■ WORK REQUEST ■
Return the whole listing exactly as it stands.

■ THE DATA ■
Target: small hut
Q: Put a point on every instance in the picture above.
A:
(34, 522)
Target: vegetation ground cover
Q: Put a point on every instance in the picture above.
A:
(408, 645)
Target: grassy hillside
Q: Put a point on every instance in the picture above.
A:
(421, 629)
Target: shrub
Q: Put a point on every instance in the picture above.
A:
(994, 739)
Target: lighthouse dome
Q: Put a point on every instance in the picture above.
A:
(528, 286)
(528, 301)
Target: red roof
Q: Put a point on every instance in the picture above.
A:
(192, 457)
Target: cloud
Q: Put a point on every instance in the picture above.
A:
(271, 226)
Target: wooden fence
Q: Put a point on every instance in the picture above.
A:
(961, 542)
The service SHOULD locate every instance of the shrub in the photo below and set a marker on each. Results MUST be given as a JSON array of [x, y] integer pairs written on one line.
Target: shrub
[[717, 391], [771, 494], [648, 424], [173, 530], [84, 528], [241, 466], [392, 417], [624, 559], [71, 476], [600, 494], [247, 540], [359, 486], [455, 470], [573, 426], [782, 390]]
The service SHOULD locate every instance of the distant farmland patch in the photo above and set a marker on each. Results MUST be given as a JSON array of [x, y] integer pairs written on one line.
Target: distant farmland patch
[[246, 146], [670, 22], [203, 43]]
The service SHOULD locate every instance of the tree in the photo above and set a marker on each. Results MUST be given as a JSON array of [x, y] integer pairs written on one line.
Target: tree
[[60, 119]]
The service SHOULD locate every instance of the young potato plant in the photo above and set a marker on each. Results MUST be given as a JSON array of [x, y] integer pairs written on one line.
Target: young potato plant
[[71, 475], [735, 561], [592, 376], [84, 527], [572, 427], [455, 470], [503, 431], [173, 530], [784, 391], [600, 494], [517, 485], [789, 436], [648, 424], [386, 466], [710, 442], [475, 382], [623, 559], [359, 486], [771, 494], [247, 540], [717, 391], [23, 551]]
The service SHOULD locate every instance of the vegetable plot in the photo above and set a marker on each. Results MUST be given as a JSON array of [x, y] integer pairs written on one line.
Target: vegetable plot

■ SOLUTION BELOW ■
Target: small hut
Q: Put a point on every instance in the picture above.
A:
(34, 522)
Target: vegetation ground cover
Q: Put a point on every instance in the picture above.
A:
(408, 645)
Target: grassy hillside
Q: Put a point on every instance in the picture above.
A:
(421, 629)
Target: shrub
Q: Put a point on every instance in the picture above.
A:
(994, 739)
Target: lighthouse dome
Q: Put a point on every instance in the picture above.
A:
(528, 286)
(528, 301)
Target: red roof
Q: Put a point on every instance in the picture above.
A:
(192, 457)
Target: cloud
Q: Put a point on every instance in the picture above.
A:
(271, 226)
Target: wooden fence
Q: Put a point on every instance in the picture above.
A:
(961, 542)
The service SHOULD locate every instance of the shrub in the photo below and set a marker on each. Results MUST be given as a JSON array of [x, y] integer pairs written on one line.
Target: shrub
[[717, 391], [771, 494], [648, 424], [173, 530], [84, 528], [241, 466], [392, 417], [624, 559], [71, 476], [600, 494], [247, 540], [359, 486], [455, 470], [573, 426], [782, 390]]
The service SHOULD locate every instance of the distant farmland patch in the photo above and set a marker on each. Results MUST be given as a JSON array of [x, y] integer pairs written on one line.
Target: distant farmland patch
[[246, 146], [670, 22], [203, 43]]
The service SHOULD locate every instance of the tree in the photo above and set a marker on each. Results MUST be given as a JSON array of [x, y] integer pairs written on one line.
Target: tree
[[60, 119]]
The service SHOULD locate every instance of the young potato plant in the photo above and set a marker on each. Results MUST be given as a JSON array of [x, y] integer pairs written on one line.
Target: young potato plant
[[71, 475], [735, 561], [592, 376], [84, 527], [572, 427], [455, 470], [503, 431], [173, 530], [784, 391], [600, 494], [517, 485], [789, 436], [648, 424], [386, 466], [710, 442], [475, 382], [623, 559], [359, 486], [771, 494], [247, 540], [717, 391], [23, 551]]
The service SHOULD locate every instance of the vegetable plot in the photo above and set a marker on each. Results MUST be given as a JSON array of [x, y] integer pairs written on one line.
Target: vegetable plot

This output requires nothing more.